### EXERCISE INSTRUCTIONS
Scan the records for lines holding "Query". Say how many there are and give nothing else.

══════════

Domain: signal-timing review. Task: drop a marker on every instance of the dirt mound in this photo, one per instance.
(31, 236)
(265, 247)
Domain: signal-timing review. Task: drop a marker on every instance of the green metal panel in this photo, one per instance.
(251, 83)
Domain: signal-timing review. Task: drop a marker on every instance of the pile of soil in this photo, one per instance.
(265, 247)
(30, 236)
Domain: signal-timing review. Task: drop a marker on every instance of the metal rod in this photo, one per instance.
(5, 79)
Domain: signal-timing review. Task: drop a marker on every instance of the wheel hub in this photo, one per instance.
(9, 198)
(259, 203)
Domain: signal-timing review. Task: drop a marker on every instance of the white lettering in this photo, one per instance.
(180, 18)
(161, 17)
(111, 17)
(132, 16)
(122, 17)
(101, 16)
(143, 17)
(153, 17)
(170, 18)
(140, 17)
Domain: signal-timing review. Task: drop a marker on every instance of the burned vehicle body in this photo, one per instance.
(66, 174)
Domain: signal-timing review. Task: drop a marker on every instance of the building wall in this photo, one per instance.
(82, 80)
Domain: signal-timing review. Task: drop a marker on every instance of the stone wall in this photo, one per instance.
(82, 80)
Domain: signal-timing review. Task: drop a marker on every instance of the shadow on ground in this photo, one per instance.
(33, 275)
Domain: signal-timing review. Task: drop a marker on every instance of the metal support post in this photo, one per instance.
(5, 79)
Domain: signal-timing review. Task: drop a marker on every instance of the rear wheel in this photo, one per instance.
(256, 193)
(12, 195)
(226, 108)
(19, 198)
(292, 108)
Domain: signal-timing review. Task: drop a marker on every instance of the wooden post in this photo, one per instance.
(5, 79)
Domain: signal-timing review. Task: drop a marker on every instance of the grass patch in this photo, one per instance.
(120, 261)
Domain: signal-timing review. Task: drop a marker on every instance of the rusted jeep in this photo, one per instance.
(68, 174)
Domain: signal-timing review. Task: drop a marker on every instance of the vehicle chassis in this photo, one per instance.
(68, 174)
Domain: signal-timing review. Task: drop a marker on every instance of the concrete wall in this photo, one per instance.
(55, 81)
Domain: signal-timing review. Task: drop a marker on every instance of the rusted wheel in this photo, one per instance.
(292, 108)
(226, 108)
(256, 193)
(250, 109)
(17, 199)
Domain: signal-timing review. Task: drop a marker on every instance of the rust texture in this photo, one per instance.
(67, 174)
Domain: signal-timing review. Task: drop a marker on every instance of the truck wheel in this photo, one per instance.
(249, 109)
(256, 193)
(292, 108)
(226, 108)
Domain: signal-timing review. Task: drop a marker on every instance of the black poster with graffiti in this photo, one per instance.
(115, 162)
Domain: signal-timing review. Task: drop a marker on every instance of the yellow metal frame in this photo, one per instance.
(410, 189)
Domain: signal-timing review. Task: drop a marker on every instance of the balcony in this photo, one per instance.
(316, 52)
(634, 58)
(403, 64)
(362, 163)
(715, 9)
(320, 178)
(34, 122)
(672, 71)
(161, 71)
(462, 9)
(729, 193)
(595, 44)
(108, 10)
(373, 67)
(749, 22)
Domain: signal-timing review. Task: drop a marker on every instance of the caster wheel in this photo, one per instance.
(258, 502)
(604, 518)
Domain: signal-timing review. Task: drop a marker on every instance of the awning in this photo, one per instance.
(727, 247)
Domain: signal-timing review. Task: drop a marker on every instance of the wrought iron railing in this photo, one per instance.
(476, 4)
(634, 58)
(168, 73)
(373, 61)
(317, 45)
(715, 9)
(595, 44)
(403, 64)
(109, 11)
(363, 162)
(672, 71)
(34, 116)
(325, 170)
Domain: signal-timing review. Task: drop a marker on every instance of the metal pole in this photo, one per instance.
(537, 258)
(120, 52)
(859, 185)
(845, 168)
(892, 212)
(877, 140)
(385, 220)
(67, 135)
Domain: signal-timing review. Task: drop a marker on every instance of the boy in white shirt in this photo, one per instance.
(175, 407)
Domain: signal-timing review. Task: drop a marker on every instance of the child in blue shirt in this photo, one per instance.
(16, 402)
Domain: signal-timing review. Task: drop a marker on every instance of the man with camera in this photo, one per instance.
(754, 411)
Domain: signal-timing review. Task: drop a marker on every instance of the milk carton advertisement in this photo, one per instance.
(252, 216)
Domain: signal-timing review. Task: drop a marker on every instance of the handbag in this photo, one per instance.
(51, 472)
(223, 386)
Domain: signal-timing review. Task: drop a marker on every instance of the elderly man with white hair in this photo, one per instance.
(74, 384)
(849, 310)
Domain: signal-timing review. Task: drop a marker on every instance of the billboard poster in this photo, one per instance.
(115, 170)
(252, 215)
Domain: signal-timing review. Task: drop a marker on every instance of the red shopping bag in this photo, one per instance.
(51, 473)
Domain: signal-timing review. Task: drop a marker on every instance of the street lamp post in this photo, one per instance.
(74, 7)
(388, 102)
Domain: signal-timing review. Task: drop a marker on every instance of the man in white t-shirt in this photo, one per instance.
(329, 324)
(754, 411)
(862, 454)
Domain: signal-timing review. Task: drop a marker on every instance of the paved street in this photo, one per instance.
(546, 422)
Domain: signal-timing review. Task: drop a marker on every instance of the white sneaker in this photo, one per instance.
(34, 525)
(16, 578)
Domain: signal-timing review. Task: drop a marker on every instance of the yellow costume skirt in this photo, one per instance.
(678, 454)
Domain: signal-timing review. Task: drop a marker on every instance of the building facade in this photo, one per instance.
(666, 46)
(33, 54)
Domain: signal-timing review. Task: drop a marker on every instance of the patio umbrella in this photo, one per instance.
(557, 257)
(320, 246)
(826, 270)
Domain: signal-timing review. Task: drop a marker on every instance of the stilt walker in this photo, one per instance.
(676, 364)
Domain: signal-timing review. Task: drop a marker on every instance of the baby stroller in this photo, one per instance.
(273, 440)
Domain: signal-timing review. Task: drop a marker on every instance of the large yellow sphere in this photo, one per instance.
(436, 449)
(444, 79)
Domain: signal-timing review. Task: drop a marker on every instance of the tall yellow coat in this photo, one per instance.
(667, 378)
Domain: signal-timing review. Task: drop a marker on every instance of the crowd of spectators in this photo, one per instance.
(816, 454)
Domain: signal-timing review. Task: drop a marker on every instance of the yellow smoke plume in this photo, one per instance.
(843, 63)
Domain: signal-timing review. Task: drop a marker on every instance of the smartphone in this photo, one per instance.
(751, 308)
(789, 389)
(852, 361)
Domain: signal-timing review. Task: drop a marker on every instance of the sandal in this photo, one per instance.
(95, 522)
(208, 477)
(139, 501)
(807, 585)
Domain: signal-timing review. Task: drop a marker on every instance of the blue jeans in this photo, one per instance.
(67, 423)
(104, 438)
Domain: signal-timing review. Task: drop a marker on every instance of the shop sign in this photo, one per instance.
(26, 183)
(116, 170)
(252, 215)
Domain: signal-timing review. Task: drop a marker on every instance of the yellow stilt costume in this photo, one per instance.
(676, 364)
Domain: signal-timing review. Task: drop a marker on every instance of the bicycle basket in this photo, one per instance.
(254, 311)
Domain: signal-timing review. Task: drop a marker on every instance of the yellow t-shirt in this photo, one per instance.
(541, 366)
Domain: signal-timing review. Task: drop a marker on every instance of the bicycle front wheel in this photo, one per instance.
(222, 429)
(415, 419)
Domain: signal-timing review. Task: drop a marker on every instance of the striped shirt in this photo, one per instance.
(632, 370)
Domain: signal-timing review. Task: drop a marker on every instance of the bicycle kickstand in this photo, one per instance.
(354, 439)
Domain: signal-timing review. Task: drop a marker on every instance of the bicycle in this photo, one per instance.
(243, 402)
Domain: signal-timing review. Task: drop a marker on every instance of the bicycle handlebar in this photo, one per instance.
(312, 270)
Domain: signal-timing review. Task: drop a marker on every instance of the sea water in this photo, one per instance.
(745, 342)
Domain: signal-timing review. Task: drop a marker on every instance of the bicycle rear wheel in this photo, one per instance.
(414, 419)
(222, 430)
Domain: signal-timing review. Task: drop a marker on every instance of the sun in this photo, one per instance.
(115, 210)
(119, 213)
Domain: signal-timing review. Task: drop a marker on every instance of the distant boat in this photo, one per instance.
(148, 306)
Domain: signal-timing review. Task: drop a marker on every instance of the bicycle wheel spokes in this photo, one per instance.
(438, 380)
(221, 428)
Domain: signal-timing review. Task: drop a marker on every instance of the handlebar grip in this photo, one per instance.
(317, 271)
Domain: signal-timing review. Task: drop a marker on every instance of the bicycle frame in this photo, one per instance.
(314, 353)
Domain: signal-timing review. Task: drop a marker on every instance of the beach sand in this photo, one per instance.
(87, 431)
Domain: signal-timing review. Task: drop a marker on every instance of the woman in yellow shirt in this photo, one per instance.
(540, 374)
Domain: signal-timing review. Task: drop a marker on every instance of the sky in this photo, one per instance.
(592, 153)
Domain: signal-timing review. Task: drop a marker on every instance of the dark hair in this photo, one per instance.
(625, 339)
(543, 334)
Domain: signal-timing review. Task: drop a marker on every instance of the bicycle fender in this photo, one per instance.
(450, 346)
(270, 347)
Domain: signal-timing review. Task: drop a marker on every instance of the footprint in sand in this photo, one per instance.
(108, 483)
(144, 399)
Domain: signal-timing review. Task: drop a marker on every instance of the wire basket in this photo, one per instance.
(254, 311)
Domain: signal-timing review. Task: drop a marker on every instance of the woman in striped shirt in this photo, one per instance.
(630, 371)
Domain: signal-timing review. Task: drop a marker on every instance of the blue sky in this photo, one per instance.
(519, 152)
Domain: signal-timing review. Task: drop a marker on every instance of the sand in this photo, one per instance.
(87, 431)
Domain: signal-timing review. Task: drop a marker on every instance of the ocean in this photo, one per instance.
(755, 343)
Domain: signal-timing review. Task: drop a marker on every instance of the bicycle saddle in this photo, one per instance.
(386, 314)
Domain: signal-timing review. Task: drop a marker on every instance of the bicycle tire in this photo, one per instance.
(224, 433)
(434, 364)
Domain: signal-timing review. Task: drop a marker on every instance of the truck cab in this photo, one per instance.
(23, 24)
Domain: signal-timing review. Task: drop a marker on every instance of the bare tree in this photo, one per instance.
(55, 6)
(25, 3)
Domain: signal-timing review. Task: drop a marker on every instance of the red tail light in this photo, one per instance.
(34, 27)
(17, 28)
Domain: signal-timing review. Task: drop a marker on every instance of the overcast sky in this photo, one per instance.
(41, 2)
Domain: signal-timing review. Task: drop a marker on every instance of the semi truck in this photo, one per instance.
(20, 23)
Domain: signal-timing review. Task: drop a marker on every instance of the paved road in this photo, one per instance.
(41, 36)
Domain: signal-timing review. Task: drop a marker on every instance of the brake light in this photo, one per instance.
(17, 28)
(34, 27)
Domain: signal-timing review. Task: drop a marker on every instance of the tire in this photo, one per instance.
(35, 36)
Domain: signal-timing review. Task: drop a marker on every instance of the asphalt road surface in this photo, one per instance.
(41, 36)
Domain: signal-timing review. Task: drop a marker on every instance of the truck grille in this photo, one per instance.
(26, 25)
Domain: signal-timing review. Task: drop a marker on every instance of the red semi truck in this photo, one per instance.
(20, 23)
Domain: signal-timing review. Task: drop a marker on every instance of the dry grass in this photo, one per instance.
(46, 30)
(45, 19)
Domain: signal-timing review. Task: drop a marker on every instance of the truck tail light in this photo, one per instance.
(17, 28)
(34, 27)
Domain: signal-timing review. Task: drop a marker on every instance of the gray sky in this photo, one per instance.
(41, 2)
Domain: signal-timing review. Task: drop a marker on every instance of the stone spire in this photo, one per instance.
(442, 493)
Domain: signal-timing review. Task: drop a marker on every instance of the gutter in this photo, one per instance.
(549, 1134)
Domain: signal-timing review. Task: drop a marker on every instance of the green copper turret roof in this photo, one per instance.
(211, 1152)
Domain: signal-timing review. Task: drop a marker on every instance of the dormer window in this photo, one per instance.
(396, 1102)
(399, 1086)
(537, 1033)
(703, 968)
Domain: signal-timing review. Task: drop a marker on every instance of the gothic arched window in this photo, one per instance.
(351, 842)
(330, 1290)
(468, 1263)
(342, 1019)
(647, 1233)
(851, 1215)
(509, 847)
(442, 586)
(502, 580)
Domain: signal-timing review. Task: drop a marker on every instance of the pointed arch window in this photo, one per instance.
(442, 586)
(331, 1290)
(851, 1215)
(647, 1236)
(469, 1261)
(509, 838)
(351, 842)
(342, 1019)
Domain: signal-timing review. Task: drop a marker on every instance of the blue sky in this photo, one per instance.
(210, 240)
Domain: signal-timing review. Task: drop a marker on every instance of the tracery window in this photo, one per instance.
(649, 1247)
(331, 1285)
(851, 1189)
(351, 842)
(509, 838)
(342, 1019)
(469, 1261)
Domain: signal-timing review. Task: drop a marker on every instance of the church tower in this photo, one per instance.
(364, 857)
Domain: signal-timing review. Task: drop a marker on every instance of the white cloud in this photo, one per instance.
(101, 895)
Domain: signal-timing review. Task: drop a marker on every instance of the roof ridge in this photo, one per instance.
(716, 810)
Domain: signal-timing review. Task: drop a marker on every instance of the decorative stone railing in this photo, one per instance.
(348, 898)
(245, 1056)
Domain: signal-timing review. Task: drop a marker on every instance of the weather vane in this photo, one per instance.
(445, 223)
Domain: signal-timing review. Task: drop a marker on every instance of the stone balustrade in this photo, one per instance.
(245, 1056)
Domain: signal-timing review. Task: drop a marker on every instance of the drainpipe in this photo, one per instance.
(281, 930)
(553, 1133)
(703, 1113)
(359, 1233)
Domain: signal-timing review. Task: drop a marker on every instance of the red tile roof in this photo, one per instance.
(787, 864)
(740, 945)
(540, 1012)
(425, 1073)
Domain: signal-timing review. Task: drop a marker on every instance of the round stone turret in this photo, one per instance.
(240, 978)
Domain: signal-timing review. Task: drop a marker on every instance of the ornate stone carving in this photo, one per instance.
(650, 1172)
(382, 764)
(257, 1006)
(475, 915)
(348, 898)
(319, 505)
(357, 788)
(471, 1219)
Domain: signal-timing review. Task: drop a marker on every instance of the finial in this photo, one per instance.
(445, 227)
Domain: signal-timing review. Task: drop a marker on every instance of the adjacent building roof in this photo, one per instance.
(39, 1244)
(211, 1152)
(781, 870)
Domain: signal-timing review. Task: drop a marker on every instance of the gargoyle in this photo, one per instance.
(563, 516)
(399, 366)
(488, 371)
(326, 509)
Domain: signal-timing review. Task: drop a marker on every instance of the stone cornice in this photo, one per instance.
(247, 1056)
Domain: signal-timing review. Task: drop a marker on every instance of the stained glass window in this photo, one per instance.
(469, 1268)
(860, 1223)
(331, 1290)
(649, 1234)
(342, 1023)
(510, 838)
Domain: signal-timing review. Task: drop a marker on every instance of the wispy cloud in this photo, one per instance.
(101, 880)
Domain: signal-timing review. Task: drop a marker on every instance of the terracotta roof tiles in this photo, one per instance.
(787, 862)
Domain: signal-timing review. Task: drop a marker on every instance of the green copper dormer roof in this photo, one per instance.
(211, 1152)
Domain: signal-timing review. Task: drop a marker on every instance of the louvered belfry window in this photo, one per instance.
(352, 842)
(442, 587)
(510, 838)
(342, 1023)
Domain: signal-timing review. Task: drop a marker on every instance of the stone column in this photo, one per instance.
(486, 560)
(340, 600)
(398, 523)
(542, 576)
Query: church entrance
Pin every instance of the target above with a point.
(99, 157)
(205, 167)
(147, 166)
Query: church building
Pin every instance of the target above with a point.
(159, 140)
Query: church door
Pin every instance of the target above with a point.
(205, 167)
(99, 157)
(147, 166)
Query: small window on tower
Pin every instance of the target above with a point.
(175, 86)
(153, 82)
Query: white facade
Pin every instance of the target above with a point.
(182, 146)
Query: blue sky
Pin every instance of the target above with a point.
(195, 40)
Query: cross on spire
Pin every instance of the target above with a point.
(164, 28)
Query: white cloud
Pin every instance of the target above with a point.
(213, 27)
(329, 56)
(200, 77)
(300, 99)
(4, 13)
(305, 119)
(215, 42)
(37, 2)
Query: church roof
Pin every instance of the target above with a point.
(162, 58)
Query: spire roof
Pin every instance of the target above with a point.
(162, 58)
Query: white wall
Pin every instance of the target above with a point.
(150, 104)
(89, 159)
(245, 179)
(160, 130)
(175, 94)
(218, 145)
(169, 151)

══════════

### RESULT FOR THIS EXERCISE
11